/---
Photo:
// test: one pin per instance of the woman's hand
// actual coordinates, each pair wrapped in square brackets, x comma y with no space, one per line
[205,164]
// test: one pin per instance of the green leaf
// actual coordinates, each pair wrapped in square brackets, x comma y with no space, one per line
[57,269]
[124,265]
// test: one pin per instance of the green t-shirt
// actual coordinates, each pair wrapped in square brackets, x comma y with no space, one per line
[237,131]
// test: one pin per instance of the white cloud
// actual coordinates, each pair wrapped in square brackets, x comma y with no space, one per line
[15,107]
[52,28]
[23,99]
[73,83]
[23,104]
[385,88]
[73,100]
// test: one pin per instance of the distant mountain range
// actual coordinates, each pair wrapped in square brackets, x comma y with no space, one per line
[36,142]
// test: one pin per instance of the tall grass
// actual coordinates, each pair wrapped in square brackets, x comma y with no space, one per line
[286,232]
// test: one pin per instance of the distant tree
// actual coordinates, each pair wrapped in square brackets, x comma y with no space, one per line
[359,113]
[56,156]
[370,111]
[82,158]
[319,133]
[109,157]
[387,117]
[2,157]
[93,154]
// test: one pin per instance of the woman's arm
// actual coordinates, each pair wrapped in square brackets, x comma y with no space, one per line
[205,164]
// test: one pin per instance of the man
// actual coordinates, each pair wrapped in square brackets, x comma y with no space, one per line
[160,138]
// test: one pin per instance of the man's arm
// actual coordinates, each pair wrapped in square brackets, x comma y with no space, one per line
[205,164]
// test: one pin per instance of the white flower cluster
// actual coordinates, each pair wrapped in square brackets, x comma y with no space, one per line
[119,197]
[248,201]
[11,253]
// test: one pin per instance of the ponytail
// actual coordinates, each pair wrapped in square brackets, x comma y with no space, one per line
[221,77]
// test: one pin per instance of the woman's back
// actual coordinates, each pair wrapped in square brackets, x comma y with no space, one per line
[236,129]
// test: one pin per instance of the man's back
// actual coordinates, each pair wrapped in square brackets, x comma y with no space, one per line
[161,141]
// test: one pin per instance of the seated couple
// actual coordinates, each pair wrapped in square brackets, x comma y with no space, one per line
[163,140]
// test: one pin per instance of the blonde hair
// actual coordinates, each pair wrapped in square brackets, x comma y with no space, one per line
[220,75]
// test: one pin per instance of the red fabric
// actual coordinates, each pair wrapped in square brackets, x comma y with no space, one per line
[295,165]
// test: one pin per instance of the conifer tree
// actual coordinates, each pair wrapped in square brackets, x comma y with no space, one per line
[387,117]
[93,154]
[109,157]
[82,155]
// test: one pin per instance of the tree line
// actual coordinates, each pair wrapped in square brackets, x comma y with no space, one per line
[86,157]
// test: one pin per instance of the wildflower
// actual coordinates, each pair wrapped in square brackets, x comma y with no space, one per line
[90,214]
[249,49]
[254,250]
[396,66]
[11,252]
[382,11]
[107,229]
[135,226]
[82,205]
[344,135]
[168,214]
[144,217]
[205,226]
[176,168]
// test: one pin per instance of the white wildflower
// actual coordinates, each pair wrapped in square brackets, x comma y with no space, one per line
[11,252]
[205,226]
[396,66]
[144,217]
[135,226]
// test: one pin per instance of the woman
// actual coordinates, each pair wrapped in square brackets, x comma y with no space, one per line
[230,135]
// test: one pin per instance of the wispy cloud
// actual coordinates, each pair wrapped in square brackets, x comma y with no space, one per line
\---
TASK DETAILS: What is needed is a word-for-word copy of all the entries.

SOLVED PROBLEM:
Photo:
// test: one pin per instance of the woman's hand
// actual coordinates, each pair wrapped in square brackets, x comma y with no space, one per line
[205,164]
// test: one pin per instance of the green leaf
// actual coordinates, each pair wrapped in square brackets, x comma y with no space, one per line
[57,269]
[124,265]
// test: one pin per instance of the green t-shirt
// actual coordinates, each pair wrapped in square brackets, x comma y with no space, one per line
[237,131]
// test: one pin per instance of the white cloud
// actual coordinates, each pair wrapped in square brackets, x comma y with no space, one per line
[15,107]
[52,28]
[23,99]
[73,83]
[23,104]
[385,88]
[73,100]
// test: one pin per instance of the distant mountain range
// actual coordinates, each pair wrapped in square brackets, x comma y with no space, one per line
[36,142]
// test: one pin per instance of the tall grass
// actual coordinates, each pair wrapped in square brackets, x comma y with no space, one per line
[286,232]
// test: one pin per instance of the distant tree
// actual coordinates, each pair wrapped in square brackets, x comma y with no space, one per line
[359,113]
[56,156]
[370,111]
[82,158]
[319,133]
[109,157]
[387,117]
[2,157]
[93,154]
// test: one pin per instance of the woman's arm
// actual coordinates, each pair wrapped in square brackets, x comma y with no space, one per line
[205,164]
// test: one pin per instance of the man
// actual coordinates, each pair wrapped in square brackets, x comma y with no space, one per line
[160,138]
// test: one pin per instance of the man's arm
// actual coordinates, each pair wrapped in square brackets, x comma y with no space, one per line
[205,164]
// test: one pin per instance of the white flower cluster
// actual coordinates, each pair wrapped in square brackets, x comma y with no space, one per line
[119,197]
[248,201]
[11,253]
// test: one pin per instance of the ponytail
// actual coordinates, each pair wrapped in square brackets, x comma y with no space, one per line
[221,77]
// test: one pin per instance of the woman's back
// actual coordinates, each pair wrapped in square brackets, x comma y with no space, one per line
[236,129]
// test: one pin per instance of the man's back
// actual coordinates, each pair wrapped in square brackets, x comma y with no space, one per line
[161,141]
// test: one pin per instance of the seated couple
// actual coordinates, each pair wrapped in square brackets, x comma y with no space, one per line
[163,140]
// test: one pin per instance of the blonde hair
// actual coordinates, each pair wrapped in square brackets, x comma y with no space, one per line
[220,75]
// test: one pin per instance of the red fabric
// actual coordinates, each pair wrapped in square brackets, x comma y with no space, one per line
[295,165]
// test: one pin per instance of the conifer tree
// actual coordinates, each pair wrapped in square brackets, x comma y with no space, one per line
[387,117]
[93,154]
[109,157]
[82,155]
// test: one pin per instance of the tree line
// actual coordinates, each pair wrapped in square brackets, x comma y with no space, one per line
[86,157]
// test: one pin per instance of the wildflower
// actual coordinates, each pair wrapped in square brackets, x comma y with no space, one per line
[90,214]
[249,49]
[254,250]
[396,66]
[11,252]
[382,11]
[107,229]
[135,226]
[82,205]
[344,135]
[168,214]
[144,217]
[205,226]
[176,168]
// test: one pin per instance of the white wildflower
// actual coordinates, each pair wrapped in square brackets, x comma y with no space, one per line
[11,252]
[205,226]
[396,66]
[144,217]
[135,226]
// test: one pin per instance of the woman
// actual coordinates, each pair wrapped in square brackets, x comma y with no space, one per line
[230,135]
// test: one pin per instance of the wispy cloud
// actual coordinates, each pair wrapped in square brackets, x comma y with no space, one per line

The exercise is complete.